SET OF TASKS:
• a. Reproduce the lost-sheep sermon text starting at "We often think" and ending at "returned to the fold.".
• b. Which animals does the lost-sheep sermon mention? List every one.
• c. Answer these questions from the lost-sheep sermon:
(i) Which passage is the preacher preaching from?
(ii) What imagery are the lost given?
(iii) Which group had no hope of life after death?

-
Lost Sheep
Contributed by Dr. Ronald Shultz on Jun 12, 2011 (message contributor)
Summary: Will you seek the lost sheep of the House of Jesus?
- 1
- 2
- Next
Today I will be preaching from Matthew 18:11-20 and the first part of the section speaks of one sheep straying from the fold and the Shepherd leaving to go find it. The word leave in the Greek indicates he did not just leave in a leisurely fashion or as being angry. He indicates an intense desire to leave and a willingness to seek everywhere to save that sheep and bring it back to the fold.
We often think of the unsaved or unbelievers as the lost that Jesus came to save, but we know that the lost are given the imagery of a goat. It is when they are saved that they become a sheep. We know Jesus told His disciples that he had sheep in a different fold and indeed many more of the Gentiles went from goats to sheep than lost sheep returned to the fold.
Matt 15:24 But he answered and said, I am not sent but unto the lost sheep of the house of Israel. KJV
True, there were many goats as well as wolves in sheep's clothing within the house of Israel and also do we have such in the Church. Yet, many in Israel were seeking God and some had lost hope of seeking God because they found no peace in the rituals and man made rules and regulations of the Pharisees or in the despairing Liberal theology of the Sadducees who had no hope of life after death and had no hope from the God of no miracles who had no ministering angels that they preached to the people. They were kept out of the green pastures and the sheepfold of God by men who refused to enter in themselves.

(Point localization data)
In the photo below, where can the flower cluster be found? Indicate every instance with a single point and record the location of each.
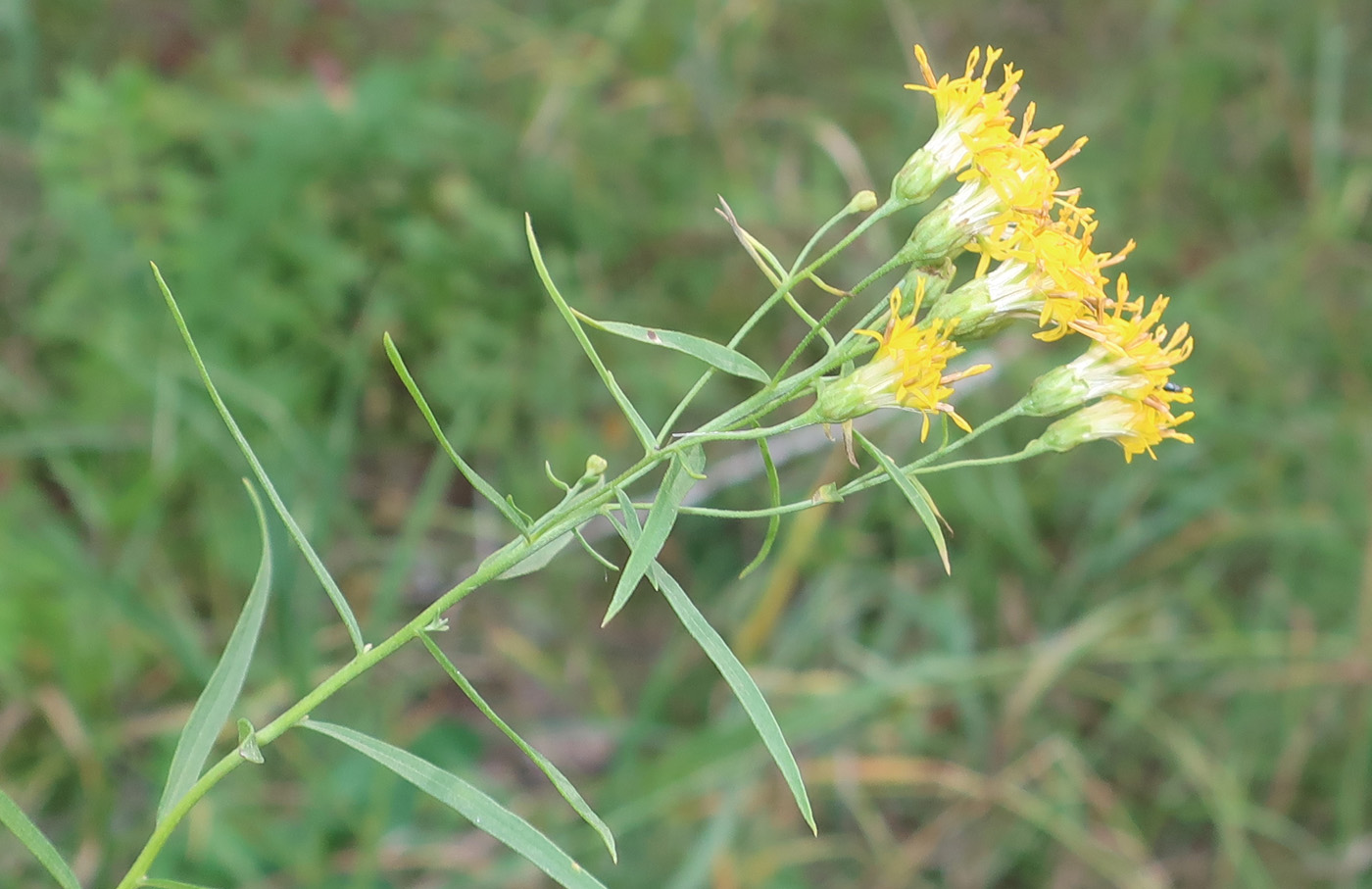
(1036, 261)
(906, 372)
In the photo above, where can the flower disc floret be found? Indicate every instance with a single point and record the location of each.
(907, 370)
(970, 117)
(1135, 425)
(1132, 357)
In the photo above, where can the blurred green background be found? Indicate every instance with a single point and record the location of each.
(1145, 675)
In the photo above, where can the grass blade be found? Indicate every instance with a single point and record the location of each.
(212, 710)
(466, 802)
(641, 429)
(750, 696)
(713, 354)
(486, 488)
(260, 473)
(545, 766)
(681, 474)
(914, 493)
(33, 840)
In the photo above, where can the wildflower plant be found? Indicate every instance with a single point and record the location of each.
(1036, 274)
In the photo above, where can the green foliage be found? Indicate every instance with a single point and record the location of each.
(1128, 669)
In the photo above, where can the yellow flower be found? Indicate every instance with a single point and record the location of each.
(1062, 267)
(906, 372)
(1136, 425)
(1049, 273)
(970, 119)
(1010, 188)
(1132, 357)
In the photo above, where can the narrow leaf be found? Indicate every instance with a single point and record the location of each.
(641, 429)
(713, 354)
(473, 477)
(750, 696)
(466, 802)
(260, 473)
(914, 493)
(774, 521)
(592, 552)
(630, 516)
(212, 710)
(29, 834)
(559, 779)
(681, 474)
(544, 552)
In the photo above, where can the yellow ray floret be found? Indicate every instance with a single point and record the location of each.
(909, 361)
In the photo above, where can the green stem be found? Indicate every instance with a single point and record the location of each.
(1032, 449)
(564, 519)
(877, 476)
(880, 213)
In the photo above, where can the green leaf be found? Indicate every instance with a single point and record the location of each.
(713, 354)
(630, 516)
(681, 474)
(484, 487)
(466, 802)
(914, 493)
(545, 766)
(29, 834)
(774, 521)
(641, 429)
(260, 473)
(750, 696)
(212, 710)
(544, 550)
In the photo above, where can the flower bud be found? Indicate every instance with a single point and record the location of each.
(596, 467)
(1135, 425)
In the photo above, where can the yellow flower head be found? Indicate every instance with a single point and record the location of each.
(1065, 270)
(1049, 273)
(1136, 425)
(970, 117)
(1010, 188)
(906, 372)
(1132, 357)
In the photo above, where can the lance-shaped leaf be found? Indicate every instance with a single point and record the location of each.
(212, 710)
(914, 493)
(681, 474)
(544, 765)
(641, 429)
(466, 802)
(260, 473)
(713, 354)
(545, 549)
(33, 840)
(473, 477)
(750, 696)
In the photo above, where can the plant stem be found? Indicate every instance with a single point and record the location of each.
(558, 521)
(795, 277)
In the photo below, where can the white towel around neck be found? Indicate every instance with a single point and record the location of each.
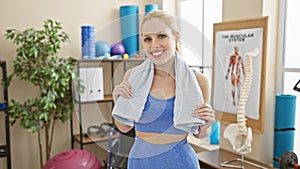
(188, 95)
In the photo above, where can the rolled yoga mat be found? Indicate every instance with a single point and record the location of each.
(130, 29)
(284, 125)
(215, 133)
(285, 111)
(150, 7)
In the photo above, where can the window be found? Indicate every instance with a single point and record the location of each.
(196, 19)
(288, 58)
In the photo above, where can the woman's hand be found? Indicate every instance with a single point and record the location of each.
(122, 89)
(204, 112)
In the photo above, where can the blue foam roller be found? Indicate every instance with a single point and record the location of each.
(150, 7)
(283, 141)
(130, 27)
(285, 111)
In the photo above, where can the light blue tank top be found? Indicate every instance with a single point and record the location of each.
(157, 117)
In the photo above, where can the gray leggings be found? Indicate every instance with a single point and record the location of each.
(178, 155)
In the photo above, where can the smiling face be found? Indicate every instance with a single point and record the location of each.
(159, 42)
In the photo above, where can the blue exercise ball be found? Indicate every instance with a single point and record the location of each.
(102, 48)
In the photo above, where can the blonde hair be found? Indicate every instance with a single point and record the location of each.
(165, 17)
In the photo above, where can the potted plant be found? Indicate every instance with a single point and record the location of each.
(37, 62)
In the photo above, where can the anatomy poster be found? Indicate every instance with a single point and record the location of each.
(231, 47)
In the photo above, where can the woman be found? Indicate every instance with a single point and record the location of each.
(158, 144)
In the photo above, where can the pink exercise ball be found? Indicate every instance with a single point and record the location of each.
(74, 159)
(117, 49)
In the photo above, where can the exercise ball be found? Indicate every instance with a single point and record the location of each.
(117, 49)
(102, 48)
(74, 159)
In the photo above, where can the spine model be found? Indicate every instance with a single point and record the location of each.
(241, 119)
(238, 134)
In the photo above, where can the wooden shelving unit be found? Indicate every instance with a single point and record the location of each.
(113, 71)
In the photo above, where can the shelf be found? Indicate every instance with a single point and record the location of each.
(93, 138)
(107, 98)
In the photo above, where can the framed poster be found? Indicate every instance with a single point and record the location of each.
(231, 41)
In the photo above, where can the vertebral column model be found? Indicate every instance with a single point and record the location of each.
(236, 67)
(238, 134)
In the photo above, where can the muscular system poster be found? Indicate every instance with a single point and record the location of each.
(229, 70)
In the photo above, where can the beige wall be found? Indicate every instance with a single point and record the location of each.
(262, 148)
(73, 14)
--
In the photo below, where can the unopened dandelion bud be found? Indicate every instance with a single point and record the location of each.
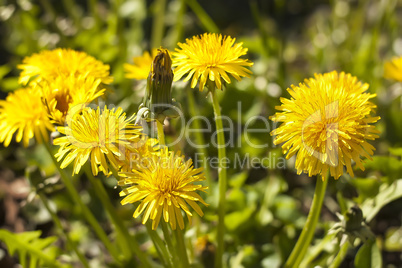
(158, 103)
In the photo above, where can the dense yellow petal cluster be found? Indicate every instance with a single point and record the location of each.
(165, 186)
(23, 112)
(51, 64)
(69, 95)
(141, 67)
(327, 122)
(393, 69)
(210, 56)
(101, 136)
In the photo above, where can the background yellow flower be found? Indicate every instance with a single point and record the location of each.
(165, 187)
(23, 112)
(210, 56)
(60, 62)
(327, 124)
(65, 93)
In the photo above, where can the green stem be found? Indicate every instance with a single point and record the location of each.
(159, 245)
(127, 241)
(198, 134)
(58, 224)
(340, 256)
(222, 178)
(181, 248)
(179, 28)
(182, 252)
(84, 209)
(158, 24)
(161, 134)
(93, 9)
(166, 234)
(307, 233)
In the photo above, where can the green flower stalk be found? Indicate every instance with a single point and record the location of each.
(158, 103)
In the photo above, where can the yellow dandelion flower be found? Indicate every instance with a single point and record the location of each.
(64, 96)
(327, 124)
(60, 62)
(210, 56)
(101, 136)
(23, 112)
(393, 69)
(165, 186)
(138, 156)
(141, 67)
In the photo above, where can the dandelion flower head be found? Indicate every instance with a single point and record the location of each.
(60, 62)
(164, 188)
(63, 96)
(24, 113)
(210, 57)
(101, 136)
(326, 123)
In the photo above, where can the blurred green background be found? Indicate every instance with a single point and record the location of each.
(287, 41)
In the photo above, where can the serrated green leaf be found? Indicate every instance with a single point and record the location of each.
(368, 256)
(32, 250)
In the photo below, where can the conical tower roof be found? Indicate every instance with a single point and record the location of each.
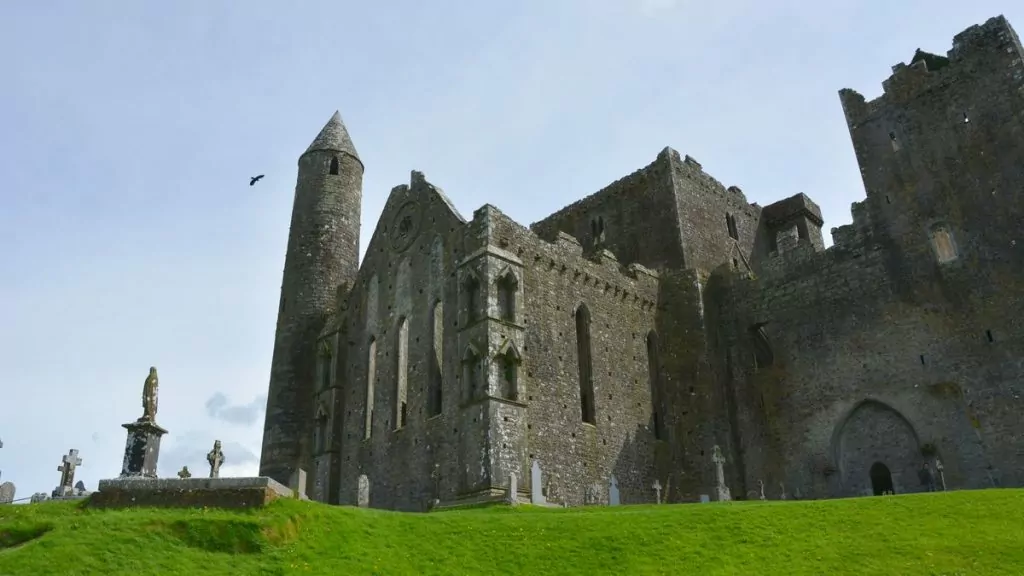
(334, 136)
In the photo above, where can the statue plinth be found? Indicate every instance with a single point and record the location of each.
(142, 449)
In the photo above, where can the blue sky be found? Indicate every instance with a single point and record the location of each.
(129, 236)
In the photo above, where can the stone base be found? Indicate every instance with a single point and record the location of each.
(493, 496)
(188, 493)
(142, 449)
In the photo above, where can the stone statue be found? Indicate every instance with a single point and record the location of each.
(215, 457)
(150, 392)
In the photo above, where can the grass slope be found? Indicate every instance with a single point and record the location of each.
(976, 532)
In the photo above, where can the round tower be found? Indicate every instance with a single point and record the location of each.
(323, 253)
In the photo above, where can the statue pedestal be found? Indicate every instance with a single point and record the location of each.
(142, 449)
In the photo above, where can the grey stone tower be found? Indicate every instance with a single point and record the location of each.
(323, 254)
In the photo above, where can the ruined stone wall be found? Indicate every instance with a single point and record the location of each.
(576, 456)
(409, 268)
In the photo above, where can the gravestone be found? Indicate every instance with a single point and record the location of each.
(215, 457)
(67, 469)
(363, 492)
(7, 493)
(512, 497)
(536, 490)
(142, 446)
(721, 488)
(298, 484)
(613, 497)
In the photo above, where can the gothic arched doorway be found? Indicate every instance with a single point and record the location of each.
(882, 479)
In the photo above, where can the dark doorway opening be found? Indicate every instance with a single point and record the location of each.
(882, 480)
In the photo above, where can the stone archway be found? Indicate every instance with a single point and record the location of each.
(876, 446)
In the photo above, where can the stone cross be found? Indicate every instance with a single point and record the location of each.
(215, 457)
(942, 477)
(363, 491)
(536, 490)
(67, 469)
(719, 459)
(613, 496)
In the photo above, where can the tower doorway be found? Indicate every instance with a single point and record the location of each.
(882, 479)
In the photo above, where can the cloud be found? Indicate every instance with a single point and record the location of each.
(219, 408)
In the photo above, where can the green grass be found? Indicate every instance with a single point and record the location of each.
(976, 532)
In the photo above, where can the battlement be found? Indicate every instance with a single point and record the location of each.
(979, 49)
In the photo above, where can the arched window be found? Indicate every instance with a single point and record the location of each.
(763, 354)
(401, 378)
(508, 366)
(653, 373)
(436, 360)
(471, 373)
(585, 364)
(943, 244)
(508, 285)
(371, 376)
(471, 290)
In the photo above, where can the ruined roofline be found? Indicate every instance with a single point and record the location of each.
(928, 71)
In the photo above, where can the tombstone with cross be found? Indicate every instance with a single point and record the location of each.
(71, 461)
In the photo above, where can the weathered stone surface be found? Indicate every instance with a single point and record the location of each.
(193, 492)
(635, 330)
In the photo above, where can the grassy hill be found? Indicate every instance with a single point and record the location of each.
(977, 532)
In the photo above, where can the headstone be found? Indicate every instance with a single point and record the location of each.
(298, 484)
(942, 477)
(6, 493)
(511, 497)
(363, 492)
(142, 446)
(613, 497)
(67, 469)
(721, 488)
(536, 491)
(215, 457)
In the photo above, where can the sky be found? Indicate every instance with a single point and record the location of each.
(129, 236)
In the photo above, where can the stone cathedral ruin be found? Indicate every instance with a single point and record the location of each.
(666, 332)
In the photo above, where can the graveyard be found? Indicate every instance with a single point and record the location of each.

WRITTEN ANSWERS:
• a.
We often think of the unsaved or unbelievers as the lost that Jesus came to save, but we know that the lost are given the imagery of a goat. It is when they are saved that they become a sheep. We know Jesus told His disciples that he had sheep in a different fold and indeed many more of the Gentiles went from goats to sheep than lost sheep returned to the fold.

• b. sheep, goat, wolves

• c.
(i) Matthew 18:11-20
(ii) The imagery of a goat
(iii) The Sadducees